| SHORT TASK |
Change each "instance" in the records to "occurrence", and leave every other character as it is.

======== INFORMATION SUPPLIED ========

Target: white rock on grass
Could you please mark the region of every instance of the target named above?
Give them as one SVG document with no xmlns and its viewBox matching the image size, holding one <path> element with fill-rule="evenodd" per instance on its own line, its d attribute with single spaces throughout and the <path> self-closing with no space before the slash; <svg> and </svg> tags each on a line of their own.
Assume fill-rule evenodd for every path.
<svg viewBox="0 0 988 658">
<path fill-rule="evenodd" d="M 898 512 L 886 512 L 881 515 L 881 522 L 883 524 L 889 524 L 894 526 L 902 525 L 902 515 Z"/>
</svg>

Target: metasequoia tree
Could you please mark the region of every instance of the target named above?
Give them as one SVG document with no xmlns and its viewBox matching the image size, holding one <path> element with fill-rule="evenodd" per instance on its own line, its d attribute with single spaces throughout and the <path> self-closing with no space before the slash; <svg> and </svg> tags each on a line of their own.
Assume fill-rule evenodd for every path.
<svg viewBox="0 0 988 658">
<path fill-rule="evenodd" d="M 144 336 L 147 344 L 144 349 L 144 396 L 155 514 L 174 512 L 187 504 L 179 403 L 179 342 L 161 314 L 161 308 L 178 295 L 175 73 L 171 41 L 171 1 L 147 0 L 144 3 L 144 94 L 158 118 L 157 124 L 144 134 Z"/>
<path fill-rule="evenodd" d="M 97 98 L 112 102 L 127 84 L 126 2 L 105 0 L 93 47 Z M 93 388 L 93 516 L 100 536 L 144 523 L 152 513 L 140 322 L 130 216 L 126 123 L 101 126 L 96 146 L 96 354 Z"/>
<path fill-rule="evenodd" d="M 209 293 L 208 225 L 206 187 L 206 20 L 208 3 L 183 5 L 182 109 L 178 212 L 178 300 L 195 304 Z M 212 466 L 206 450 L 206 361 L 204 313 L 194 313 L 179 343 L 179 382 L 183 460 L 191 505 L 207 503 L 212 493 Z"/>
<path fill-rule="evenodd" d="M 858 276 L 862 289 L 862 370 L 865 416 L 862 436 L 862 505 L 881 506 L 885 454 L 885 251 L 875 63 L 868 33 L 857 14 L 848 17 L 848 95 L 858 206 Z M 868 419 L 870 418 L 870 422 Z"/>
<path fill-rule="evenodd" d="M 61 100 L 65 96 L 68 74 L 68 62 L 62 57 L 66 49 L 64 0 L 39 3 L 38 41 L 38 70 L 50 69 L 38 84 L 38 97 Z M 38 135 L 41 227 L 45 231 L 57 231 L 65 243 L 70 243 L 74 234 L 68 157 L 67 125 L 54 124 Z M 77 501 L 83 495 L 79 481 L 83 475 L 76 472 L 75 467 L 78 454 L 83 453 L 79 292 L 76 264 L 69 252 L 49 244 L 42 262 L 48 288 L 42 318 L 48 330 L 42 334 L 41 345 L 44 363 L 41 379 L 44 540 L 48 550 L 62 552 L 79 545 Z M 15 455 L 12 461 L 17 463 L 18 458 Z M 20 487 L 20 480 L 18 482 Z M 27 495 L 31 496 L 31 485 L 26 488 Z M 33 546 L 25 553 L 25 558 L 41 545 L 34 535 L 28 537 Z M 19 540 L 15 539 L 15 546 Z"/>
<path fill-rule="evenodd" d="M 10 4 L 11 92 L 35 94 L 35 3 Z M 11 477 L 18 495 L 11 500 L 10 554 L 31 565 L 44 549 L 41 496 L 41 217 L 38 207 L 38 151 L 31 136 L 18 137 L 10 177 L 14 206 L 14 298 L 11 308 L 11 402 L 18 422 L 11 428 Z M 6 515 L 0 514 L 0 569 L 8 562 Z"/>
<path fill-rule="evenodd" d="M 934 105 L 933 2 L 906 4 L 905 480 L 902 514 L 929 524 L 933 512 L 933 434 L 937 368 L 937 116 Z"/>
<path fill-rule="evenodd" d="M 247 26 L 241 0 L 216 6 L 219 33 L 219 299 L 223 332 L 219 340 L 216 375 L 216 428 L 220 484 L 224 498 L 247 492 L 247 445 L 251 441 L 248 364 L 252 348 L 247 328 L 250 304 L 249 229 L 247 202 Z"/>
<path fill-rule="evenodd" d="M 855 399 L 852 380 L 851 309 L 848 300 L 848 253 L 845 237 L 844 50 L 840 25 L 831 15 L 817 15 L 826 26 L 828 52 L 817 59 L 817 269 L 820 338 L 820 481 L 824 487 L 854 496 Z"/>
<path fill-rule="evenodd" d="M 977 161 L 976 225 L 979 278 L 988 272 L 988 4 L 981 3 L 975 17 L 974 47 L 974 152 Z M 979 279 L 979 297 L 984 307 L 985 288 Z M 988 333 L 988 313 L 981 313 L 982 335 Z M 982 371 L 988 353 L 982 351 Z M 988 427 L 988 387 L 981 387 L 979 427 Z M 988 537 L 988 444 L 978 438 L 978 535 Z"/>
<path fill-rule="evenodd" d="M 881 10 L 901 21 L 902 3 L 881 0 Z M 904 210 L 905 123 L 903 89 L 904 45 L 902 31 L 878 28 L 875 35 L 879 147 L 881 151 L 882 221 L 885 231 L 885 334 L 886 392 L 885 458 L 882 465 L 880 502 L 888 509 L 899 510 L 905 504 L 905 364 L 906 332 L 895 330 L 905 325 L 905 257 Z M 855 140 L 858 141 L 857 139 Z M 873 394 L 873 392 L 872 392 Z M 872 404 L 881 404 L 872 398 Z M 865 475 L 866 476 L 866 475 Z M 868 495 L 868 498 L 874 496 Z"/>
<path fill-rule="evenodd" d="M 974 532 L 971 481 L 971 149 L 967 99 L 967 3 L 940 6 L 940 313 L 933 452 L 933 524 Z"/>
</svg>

========

| COMPLETED TASK |
Target: white rock on grass
Could you please mark the region of every occurrence of the target named above?
Give them as one SVG document with no xmlns and its viewBox matching the image size, holding one <path> element with fill-rule="evenodd" per occurrence on its own line, its d attribute with single spaces throughout and the <path> self-closing with no space before the slash; <svg> and </svg> tags each on a line of their own.
Assume fill-rule evenodd for every path.
<svg viewBox="0 0 988 658">
<path fill-rule="evenodd" d="M 898 512 L 886 512 L 881 515 L 881 522 L 883 524 L 889 524 L 894 526 L 902 525 L 902 515 Z"/>
</svg>

Target: metasequoia tree
Could you please mark the region of every occurrence of the target named above?
Give them as one SVG document with no xmlns and its viewBox matching the image size, holding one <path> element with fill-rule="evenodd" per occurrence on its own line, its d attribute with single spaces throughout and the <path> self-closing with no space before the slash; <svg> and </svg> tags each on a line of their own.
Assume fill-rule evenodd for every path.
<svg viewBox="0 0 988 658">
<path fill-rule="evenodd" d="M 144 336 L 147 344 L 144 349 L 144 396 L 155 514 L 174 512 L 187 504 L 179 403 L 179 342 L 161 314 L 161 308 L 178 295 L 175 73 L 171 41 L 171 1 L 147 0 L 144 3 L 144 94 L 158 118 L 157 124 L 144 134 Z"/>
<path fill-rule="evenodd" d="M 97 98 L 112 102 L 127 84 L 126 2 L 105 0 L 93 47 Z M 93 388 L 93 516 L 100 536 L 144 523 L 152 513 L 140 322 L 130 216 L 126 123 L 101 126 L 96 146 L 96 354 Z"/>
<path fill-rule="evenodd" d="M 209 293 L 208 225 L 206 187 L 206 20 L 208 3 L 183 5 L 182 109 L 178 212 L 178 300 L 195 304 Z M 212 466 L 206 450 L 206 361 L 204 313 L 194 313 L 179 343 L 179 382 L 183 460 L 191 505 L 207 503 L 212 493 Z"/>
<path fill-rule="evenodd" d="M 858 276 L 862 289 L 862 370 L 865 416 L 862 436 L 862 505 L 881 506 L 885 454 L 885 251 L 875 63 L 868 33 L 857 14 L 848 17 L 848 95 L 858 206 Z M 868 419 L 870 418 L 870 422 Z"/>
<path fill-rule="evenodd" d="M 61 100 L 65 96 L 68 74 L 68 62 L 62 57 L 66 49 L 64 0 L 39 3 L 38 41 L 38 70 L 50 69 L 38 84 L 38 97 Z M 38 135 L 41 227 L 45 231 L 57 231 L 65 243 L 70 243 L 74 234 L 68 157 L 67 125 L 54 124 Z M 77 501 L 83 495 L 79 481 L 83 475 L 76 472 L 75 467 L 78 454 L 83 453 L 79 292 L 76 264 L 69 252 L 49 244 L 42 262 L 48 288 L 42 318 L 48 330 L 42 334 L 41 345 L 44 363 L 41 379 L 44 540 L 48 550 L 62 552 L 79 545 Z M 15 455 L 12 461 L 17 463 L 18 458 Z M 20 487 L 20 480 L 18 482 Z M 27 495 L 31 496 L 31 485 L 26 488 Z M 33 546 L 25 553 L 25 558 L 41 545 L 34 535 L 28 537 Z M 19 540 L 15 539 L 15 546 Z"/>
<path fill-rule="evenodd" d="M 10 4 L 11 92 L 35 94 L 35 3 Z M 11 477 L 18 495 L 11 500 L 10 554 L 31 565 L 44 549 L 41 496 L 41 217 L 38 207 L 38 151 L 31 136 L 18 137 L 10 177 L 14 206 L 14 298 L 11 308 L 11 402 L 18 422 L 11 428 Z M 6 515 L 0 514 L 0 569 L 8 562 Z"/>
<path fill-rule="evenodd" d="M 934 105 L 933 2 L 906 4 L 905 480 L 902 514 L 929 524 L 933 512 L 933 434 L 937 368 L 937 116 Z"/>
<path fill-rule="evenodd" d="M 247 26 L 241 0 L 216 6 L 219 33 L 219 299 L 223 332 L 219 340 L 216 375 L 216 428 L 220 484 L 224 498 L 247 492 L 247 445 L 251 441 L 248 364 L 252 348 L 247 328 L 250 304 L 249 229 L 247 202 Z"/>
<path fill-rule="evenodd" d="M 855 399 L 852 380 L 851 309 L 848 300 L 848 253 L 845 237 L 844 50 L 840 25 L 831 15 L 817 15 L 826 26 L 828 52 L 817 59 L 817 269 L 820 338 L 820 481 L 824 487 L 854 496 Z"/>
<path fill-rule="evenodd" d="M 977 161 L 976 225 L 979 278 L 988 272 L 988 4 L 981 3 L 975 17 L 974 47 L 974 152 Z M 979 279 L 979 297 L 984 307 L 985 288 Z M 988 333 L 988 313 L 981 313 L 982 335 Z M 982 371 L 988 353 L 982 351 Z M 988 427 L 988 387 L 981 387 L 979 427 Z M 988 537 L 988 444 L 978 438 L 978 535 Z"/>
<path fill-rule="evenodd" d="M 881 10 L 901 21 L 902 3 L 881 0 Z M 904 210 L 905 123 L 903 89 L 904 45 L 902 31 L 878 28 L 875 35 L 879 147 L 881 151 L 882 221 L 885 231 L 885 334 L 886 392 L 885 458 L 882 465 L 880 502 L 888 509 L 899 510 L 905 504 L 905 364 L 906 332 L 895 330 L 905 325 L 905 257 Z M 855 140 L 858 141 L 857 139 Z M 873 394 L 873 392 L 872 392 Z M 872 404 L 881 404 L 872 398 Z M 865 475 L 866 476 L 866 475 Z M 868 495 L 868 498 L 874 496 Z"/>
<path fill-rule="evenodd" d="M 974 532 L 971 481 L 971 149 L 967 99 L 967 3 L 940 6 L 940 313 L 933 452 L 933 524 Z"/>
</svg>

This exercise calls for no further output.